Could there arise naturally a plant that like mistletoe attaches itself parasitically to an oak tree that can interbreed with a regular apple tree, and produce fruit that are very similar to apples?
Possible but not likely for a number of reasons:
Plants don't interbreed unless they have a recent (for varying values of recent) common ancestor. Also, the ancestor should, in fact be an actual apple tree since you want a similar fruit. It could develop a similar looking fruit on its own but that just makes it more unlikely to happen.
Also, an apple is the wrong kind of fruit for a parasitic plant. Parasitic plants have their seeds dropped onto the tops of trees (often through bird droppings) or they are light enough to be carried on the wind.
Since apple seeds aren't going to be flying up into trees (barring traumatic wind storms), you will need some creature that eats apples and then climbs (or flies to) oak trees to defecate.
The feces will have to be sticky enough and contain enough nutrients to allow the seed to stay in the tree and grow until its roots can secure it in position.
Also, if the apple plant is to be truly parasitic and not just using the oak as an anchor, it needs to learn to deal with an acidic environment. The reason nothing grows around an oak is that the dropped leaves poison with soil around it with acid.
If the apple is just anchored to the oak, it needs to learn how to draw moisture and nutrients from the air. It would be helpful if some critter nests among its roots so the critter's droppings can provide nutrients.
Now, if too many changes are made to adapt to its new environment, it is unlikely to be able to interbreed with the original apple trees.
The only way that I can see is if you introduce one or two creatures (drop the seeds in the oaks and fertilize the plant) and the apple uses the oak only as an anchor. This would mean that it is one apple tree that lives in two environments.

▶ REQUIRED TASKS:
1. In the text about a parasitic apple plant, how do parasitic plants get their seeds to the tops of trees?
2. Extract the part of the text about a parasitic apple plant that begins at the words "Also, an apple" and stops after "on the wind.".
The lines after this text have nothing to do with the work here.

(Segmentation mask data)
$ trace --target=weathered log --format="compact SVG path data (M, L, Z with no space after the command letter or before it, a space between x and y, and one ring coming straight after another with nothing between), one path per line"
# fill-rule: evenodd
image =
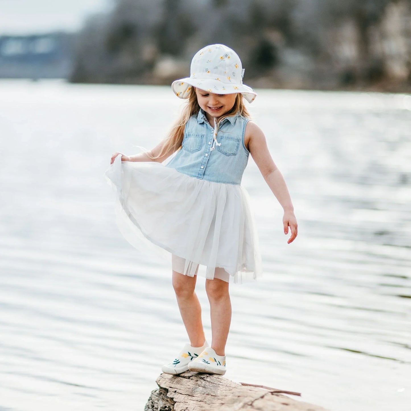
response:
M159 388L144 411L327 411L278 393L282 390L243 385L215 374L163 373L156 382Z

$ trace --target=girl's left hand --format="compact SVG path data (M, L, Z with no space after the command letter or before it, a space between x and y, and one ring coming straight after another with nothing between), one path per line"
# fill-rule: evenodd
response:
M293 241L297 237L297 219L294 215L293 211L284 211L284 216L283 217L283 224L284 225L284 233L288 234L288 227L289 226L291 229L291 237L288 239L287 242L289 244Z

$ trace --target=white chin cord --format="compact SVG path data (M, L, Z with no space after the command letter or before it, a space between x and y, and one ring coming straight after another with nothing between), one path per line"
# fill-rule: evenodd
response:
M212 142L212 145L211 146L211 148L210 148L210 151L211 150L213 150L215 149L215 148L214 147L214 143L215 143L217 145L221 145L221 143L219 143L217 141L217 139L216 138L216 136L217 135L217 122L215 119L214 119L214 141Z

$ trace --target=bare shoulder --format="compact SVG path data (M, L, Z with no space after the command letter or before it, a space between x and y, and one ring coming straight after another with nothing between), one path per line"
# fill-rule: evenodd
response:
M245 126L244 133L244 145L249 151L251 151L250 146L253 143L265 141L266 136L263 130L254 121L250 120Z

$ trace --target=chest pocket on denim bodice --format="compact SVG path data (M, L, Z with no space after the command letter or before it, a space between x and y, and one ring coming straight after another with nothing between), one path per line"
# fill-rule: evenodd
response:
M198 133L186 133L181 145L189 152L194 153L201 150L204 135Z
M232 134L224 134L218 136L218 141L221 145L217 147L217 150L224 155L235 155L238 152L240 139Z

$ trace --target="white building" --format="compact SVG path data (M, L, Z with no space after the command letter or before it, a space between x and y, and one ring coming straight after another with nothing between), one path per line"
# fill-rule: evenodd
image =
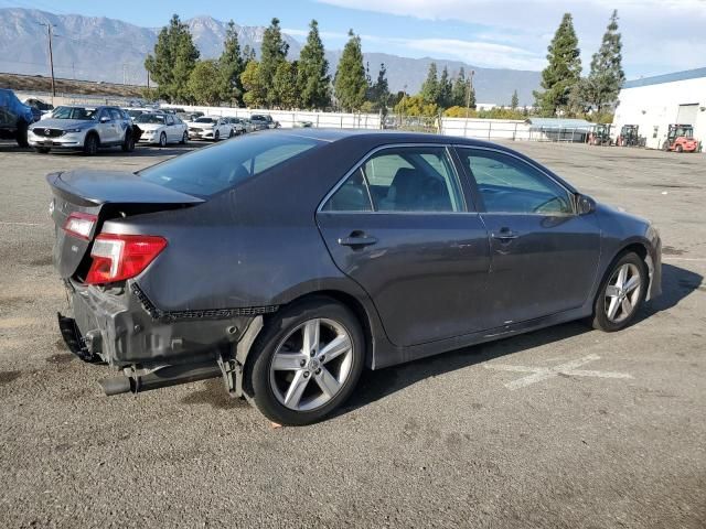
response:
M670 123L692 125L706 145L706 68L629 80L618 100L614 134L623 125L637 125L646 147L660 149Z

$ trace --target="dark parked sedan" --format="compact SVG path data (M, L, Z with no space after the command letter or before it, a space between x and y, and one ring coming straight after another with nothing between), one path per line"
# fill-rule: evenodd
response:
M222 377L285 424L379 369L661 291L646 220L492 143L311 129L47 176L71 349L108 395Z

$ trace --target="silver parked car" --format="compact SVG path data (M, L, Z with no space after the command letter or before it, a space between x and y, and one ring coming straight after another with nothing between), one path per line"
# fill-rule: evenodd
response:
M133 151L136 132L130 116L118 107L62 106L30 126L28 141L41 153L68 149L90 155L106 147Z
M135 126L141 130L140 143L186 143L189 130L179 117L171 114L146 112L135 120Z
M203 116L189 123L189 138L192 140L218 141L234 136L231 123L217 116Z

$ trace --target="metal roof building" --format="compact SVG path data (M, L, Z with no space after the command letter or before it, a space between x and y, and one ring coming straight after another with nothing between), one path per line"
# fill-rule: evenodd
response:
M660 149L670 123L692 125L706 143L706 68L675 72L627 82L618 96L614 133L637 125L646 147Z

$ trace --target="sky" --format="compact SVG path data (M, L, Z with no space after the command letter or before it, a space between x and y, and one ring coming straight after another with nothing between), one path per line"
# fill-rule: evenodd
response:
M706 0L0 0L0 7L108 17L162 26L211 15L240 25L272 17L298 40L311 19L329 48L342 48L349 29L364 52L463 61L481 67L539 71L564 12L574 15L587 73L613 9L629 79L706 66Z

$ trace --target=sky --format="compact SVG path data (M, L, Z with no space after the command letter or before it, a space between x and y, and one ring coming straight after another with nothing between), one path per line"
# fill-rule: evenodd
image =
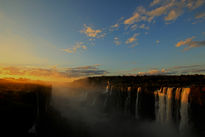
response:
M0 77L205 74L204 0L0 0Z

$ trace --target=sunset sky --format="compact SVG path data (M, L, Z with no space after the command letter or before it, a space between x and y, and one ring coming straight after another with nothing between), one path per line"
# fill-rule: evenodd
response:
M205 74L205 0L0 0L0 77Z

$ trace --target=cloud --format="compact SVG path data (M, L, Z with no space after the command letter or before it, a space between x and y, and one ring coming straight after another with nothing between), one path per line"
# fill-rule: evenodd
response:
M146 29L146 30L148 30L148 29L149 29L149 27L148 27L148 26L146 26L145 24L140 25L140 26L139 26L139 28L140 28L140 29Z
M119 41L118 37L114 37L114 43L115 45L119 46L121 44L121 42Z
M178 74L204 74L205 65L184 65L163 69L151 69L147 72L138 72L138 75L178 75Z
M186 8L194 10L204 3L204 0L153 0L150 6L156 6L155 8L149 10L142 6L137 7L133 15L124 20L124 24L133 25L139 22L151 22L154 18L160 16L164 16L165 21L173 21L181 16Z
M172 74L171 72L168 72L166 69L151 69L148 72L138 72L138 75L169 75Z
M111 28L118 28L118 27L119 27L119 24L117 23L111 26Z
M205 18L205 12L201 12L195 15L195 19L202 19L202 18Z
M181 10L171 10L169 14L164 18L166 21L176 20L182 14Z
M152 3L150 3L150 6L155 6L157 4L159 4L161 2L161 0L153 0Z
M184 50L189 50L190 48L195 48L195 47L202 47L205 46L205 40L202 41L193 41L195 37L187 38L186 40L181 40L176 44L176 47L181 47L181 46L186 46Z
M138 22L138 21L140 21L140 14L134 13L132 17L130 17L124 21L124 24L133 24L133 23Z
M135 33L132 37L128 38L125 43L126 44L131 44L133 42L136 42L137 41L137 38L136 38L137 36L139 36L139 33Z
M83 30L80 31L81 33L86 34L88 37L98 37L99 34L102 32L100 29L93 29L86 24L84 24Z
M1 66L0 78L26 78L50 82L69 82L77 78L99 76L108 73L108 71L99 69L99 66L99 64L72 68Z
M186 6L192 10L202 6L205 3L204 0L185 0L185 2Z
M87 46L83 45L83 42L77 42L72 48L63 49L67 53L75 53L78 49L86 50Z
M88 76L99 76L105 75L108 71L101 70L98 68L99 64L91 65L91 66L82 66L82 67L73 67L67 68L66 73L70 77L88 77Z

▶ ANSWERS FOR EACH ITEM:
1. Their seeds are dropped onto the treetops, often through bird droppings, or they are light enough to be carried on the wind.

2.
Also, an apple is the wrong kind of fruit for a parasitic plant. Parasitic plants have their seeds dropped onto the tops of trees (often through bird droppings) or they are light enough to be carried on the wind.